Your assignment → Look through the entries below and show every line containing the word "tree".

+ + + + +

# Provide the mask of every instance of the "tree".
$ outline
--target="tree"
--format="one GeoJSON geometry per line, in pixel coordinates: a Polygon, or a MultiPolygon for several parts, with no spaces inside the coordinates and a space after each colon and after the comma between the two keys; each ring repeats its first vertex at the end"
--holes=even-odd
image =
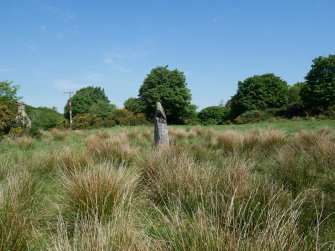
{"type": "Polygon", "coordinates": [[[125,109],[135,114],[144,111],[144,104],[138,98],[128,98],[126,101],[124,101],[123,105],[125,109]]]}
{"type": "MultiPolygon", "coordinates": [[[[78,90],[71,98],[72,116],[75,117],[77,114],[89,113],[91,107],[98,101],[109,104],[105,91],[101,87],[89,86],[78,90]]],[[[64,107],[64,116],[67,119],[70,117],[69,107],[67,105],[64,107]]]]}
{"type": "Polygon", "coordinates": [[[112,120],[112,112],[116,110],[116,105],[107,103],[105,100],[98,100],[94,103],[89,112],[88,116],[94,118],[95,121],[100,121],[100,126],[111,126],[114,125],[112,120]]]}
{"type": "Polygon", "coordinates": [[[31,119],[31,124],[37,129],[50,129],[58,126],[64,120],[63,115],[56,109],[47,107],[32,107],[27,105],[26,112],[31,119]]]}
{"type": "Polygon", "coordinates": [[[232,97],[230,117],[236,118],[246,111],[280,108],[288,102],[288,85],[273,73],[255,75],[238,82],[232,97]]]}
{"type": "Polygon", "coordinates": [[[13,81],[0,82],[0,101],[18,101],[20,99],[20,97],[17,96],[19,86],[12,84],[13,81]]]}
{"type": "Polygon", "coordinates": [[[315,58],[305,79],[301,98],[307,109],[320,113],[335,105],[335,55],[315,58]]]}
{"type": "Polygon", "coordinates": [[[274,115],[293,118],[305,116],[305,108],[301,99],[301,89],[306,85],[305,82],[297,82],[288,88],[288,103],[281,107],[274,115]]]}
{"type": "Polygon", "coordinates": [[[195,116],[196,106],[191,104],[191,92],[186,86],[183,72],[169,70],[168,66],[152,69],[139,90],[147,117],[154,116],[157,101],[162,103],[170,123],[185,123],[195,116]]]}
{"type": "Polygon", "coordinates": [[[305,85],[305,82],[297,82],[288,88],[288,103],[289,104],[302,104],[301,100],[301,89],[305,85]]]}
{"type": "Polygon", "coordinates": [[[224,106],[209,106],[198,113],[198,117],[204,125],[221,124],[225,118],[227,109],[224,106]]]}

+ + + + +

Problem solution →
# Provide the mask of every instance of the "tree".
--target="tree"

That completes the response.